*Passage provided*

As former chairman and taxpayer watchdog serving on
the tax-writing Senate Finance Committee, I’m girding for my next dogfight.
President Biden has set his sights on enacting a new death tax on top of the
existing estate tax. Yes, it’s as unfair as it sounds. The Democrats want to
reach into the grave and tax Americans’ lifelong savings to pay for
cradle-to-grave entitlements.
Mr. Biden’s plan would subject the on-paper-only
gain of property and assets to new federal taxes when Americans transfer
ownership to the next generation. This progressive dream come true is a
nightmare for economic freedom in America.
On the campaign trail, Mr. Biden vowed that none of
his tax increases would hit the middle class. He claims eliminating “step-up in
basis”—the starting point for assessing capital-gains taxes—wouldn’t harm
America’s family farms and businesses.

*Information supplied*
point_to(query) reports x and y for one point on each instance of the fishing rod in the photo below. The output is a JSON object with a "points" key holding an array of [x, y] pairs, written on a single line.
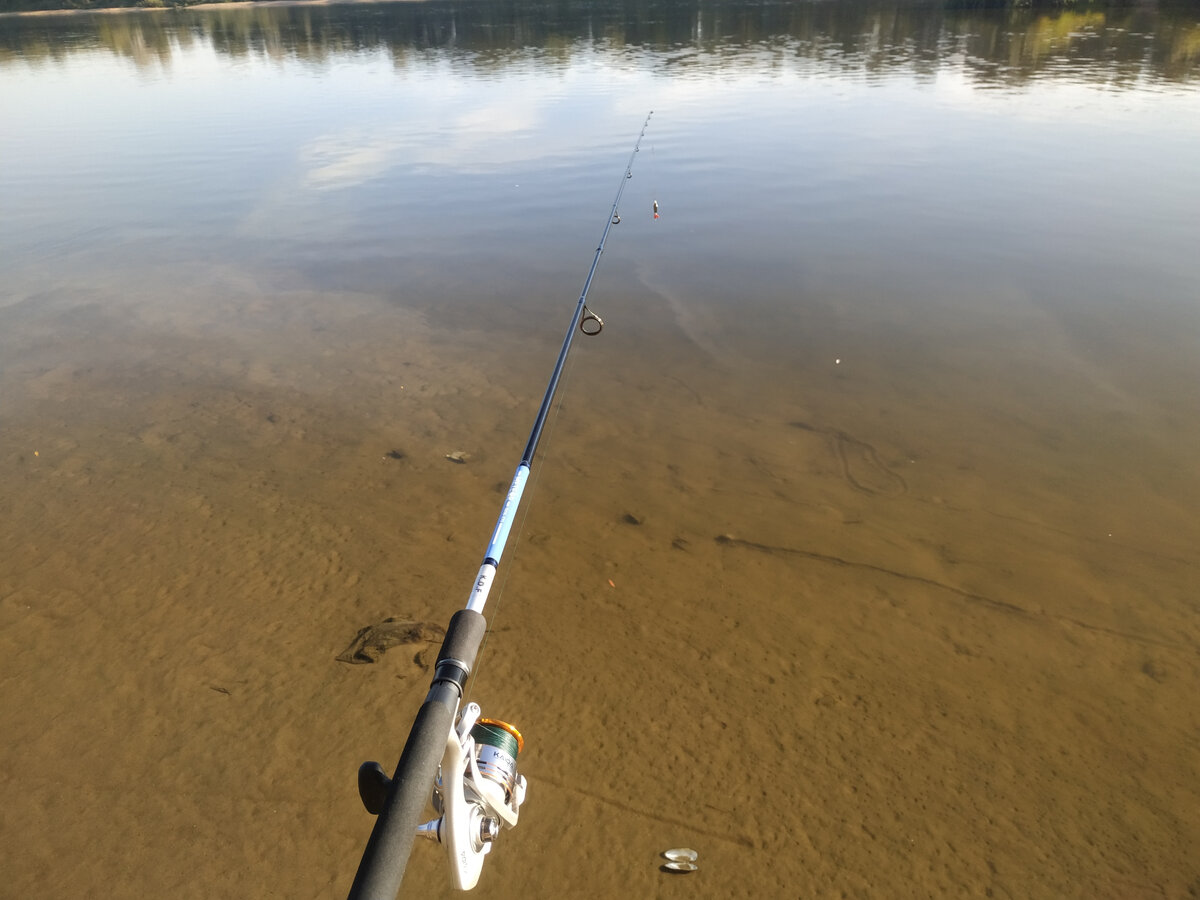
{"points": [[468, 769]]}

*Task 1*
Copy the stretch from "President Biden has" through "farms and businesses." in the passage on the proposed death tax.
*Task 2*
Using the passage on the proposed death tax, decide whether each statement agrees with it, answering yes or no and quoting the words that settle it: (a) The writer has served as chairman of the Senate Finance Committee. (b) The new tax would replace the existing estate tax. (c) Mr. Biden said on the campaign trail that his tax increases would reach the middle class.

*Answer 1*
President Biden has set his sights on enacting a new death tax on top of the
existing estate tax. Yes, it’s as unfair as it sounds. The Democrats want to
reach into the grave and tax Americans’ lifelong savings to pay for
cradle-to-grave entitlements.
Mr. Biden’s plan would subject the on-paper-only
gain of property and assets to new federal taxes when Americans transfer
ownership to the next generation. This progressive dream come true is a
nightmare for economic freedom in America.
On the campaign trail, Mr. Biden vowed that none of
his tax increases would hit the middle class. He claims eliminating “step-up in
basis”—the starting point for assessing capital-gains taxes—wouldn’t harm
America’s family farms and businesses.

*Answer 2*
(a) Yes: "As former chairman and taxpayer watchdog serving on the tax-writing Senate Finance Committee"
(b) No: "a new death tax on top of the existing estate tax"
(c) No: "Mr. Biden vowed that none of his tax increases would hit the middle class"